▸ **Supplied passage**:
+++

This recent study found that animal-based diets likely contribute to the development of inflammatory bowel disease. They do so by encouraging the growth of pro-inflammatory organisms in the intestine. The study also found that the intestinal microbiome (the collection of bacteria and other organisms that reside in the gut) can change – quite rapidly, within days – based on foods eaten:
Diet rapidly and reproducibly alters the human gut microbiome, Nature, December 2013
Here’s the full pdf from OpenWetWare (thanks to the authors!): Diet rapidly and reproducibly alters the human gut microbiome
Researchers had 11 volunteers (6 male), ages 21 to 33, consume both a plant-based diet (grains, legumes, fruits, vegetables. dietary fat: 22.1% of calories, dietary protein: 10.0%, fiber: 25.6 grams per 1000 calories) and an animal-based diet (meats, eggs, cheeses. dietary fat: 69.5%, dietary protein: 30.1%, fiber: “nearly zero”) for 5 days.
Here’s Table 5 from the study:
“The animal-based diet increased the abundance of bile-tolerant microorganisms (Alistipes, Bilophila and Bacteroides) and decreased the levels of Firmicutes that metabolize dietary plant polysaccharides (Roseburia, Eubacterium rectale and Ruminococcus bromii).”
It increased bile-tolerant organisms because more bile is excreted when more fat is eaten. Bile-tolerant organisms cause discomfort because they produce more hydrosulfuric acid.

+++

▸ **Task to complete**:
Write the next part of the post on diet and the gut microbiome, starting after its final sentence. The listing that comes next has no connection to the post on diet and the gut microbiome.

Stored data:
+++

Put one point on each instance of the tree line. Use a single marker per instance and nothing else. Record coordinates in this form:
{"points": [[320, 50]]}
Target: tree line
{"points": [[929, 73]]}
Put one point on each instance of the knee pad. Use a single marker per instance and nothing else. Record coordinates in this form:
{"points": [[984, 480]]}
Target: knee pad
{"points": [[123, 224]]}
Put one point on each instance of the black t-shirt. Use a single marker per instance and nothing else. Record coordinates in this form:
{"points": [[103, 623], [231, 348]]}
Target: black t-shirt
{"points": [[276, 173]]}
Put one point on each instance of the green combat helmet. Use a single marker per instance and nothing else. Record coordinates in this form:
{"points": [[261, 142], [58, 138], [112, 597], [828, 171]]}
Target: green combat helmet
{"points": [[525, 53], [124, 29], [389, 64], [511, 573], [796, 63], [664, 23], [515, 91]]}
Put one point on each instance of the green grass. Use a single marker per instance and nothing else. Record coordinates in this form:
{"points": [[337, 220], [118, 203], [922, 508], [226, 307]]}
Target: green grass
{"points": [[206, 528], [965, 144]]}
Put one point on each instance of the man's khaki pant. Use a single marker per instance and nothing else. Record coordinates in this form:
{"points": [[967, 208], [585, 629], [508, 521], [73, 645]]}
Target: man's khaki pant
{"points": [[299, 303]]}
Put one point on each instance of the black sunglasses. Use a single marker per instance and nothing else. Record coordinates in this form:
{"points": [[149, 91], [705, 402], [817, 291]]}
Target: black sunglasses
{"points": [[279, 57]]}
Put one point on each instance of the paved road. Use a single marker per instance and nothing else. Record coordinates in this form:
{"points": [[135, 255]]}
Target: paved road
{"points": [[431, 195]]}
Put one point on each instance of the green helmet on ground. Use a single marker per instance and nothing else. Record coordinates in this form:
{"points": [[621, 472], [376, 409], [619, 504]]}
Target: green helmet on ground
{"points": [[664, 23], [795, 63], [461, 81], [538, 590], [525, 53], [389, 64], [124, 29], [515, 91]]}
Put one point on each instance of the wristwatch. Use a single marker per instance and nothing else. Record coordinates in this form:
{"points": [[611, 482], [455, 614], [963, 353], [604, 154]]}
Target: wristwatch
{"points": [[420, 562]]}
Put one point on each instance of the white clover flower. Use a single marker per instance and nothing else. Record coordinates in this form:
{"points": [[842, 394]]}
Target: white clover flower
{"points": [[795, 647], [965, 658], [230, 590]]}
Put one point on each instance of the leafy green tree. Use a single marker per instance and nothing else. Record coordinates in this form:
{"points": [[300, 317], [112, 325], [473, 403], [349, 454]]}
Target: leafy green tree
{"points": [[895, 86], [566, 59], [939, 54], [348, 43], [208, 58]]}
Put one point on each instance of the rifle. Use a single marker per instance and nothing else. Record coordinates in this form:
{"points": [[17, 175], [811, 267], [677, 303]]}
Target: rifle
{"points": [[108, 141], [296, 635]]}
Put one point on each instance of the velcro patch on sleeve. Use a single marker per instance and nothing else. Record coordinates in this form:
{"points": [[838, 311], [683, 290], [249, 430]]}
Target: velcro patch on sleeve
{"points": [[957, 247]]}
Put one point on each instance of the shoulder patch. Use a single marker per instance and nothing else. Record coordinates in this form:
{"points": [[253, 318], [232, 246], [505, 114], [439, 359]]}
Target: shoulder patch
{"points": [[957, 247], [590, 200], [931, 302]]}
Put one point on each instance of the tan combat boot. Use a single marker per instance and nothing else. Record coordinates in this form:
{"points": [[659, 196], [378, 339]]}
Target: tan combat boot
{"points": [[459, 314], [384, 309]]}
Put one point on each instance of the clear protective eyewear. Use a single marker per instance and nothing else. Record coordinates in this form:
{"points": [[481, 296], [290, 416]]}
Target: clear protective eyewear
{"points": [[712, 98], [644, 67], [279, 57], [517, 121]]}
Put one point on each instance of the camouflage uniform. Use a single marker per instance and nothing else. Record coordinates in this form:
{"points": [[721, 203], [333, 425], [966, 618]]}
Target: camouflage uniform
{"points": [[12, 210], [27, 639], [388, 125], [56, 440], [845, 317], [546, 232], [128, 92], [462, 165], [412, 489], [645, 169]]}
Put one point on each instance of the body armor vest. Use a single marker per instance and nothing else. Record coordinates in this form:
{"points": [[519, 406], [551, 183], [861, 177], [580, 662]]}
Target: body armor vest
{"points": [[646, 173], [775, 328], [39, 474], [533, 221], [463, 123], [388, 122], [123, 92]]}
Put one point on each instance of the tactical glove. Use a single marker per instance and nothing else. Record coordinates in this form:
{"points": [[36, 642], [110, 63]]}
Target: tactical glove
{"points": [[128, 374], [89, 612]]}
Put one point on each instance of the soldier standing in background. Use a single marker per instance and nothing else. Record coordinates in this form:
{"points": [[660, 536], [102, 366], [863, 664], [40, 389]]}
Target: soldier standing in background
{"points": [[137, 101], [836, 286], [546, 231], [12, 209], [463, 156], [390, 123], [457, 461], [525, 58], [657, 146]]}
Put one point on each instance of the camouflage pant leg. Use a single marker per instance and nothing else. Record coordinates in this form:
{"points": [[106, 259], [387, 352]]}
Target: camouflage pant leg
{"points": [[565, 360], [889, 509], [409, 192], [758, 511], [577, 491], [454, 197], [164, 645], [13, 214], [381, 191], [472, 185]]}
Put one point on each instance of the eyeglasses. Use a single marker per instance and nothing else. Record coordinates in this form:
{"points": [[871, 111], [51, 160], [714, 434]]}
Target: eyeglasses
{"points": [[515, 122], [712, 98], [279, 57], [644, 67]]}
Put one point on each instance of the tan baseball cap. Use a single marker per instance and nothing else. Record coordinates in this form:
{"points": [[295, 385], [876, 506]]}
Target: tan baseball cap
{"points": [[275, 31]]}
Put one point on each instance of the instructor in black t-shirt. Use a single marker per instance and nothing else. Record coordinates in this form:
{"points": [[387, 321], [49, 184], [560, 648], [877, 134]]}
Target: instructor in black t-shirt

+++

▸ **Answer to the exercise**:
“Increases in the abundance and activity of Bilophila wadsworthia on the animal-based diet support a link between dietary fat, bile acids and the outgrowth of microorganisms capable of triggering inflammatory bowel disease.”
A bit more data from the study:
- GI motility was significantly lower on the animal-based diet (median transit time of 1.5 days) than on the plant-based diet (1.0 days).
- DCA, a secondary bile acid known to promote DNA damage and hepatic carcinomas [liver cancer] accumulates significantly on the animal-based diet.
- Total fecal bile acid concentrations increase significantly on the animal-based diet.
- Bile acids have been shown to cause inflammatory bowel disease in mice by stimulating the growth of the bacterium Bilophila which is known to reduce sulfite to hydrogen sulphide. [Dissolved in water, hydrogen sulfide is known as hydrosulfuric acid.]
Growth of B. wadsworthia is stimulated in mice by select bile acids secreted while consuming saturated fats from milk. Our study provides several lines of evidence confirming that B. wadsworthia growth in humans can also be promoted by a high-fat diet. First, we observed B. wadsworthia to be a major component of the bacterial cluster that increased most while on the animal-based diet. This Bilophila-containing cluster also showed significant positive correlations with both long-term dairy and baseline saturated fat intake, supporting the proposed link to milk-associated saturated fats. Second, the animal-based diet led to significantly increased faecal bile acid concentrations. Third, we observed significant increases in the abundance of microbial DNA and RNA encoding sulphite reductases on the animal-based diet. Together, these findings are consistent with the hypothesis that diet-induced changes to the gut microbiota may contribute to the development of inflammatory bowel disease.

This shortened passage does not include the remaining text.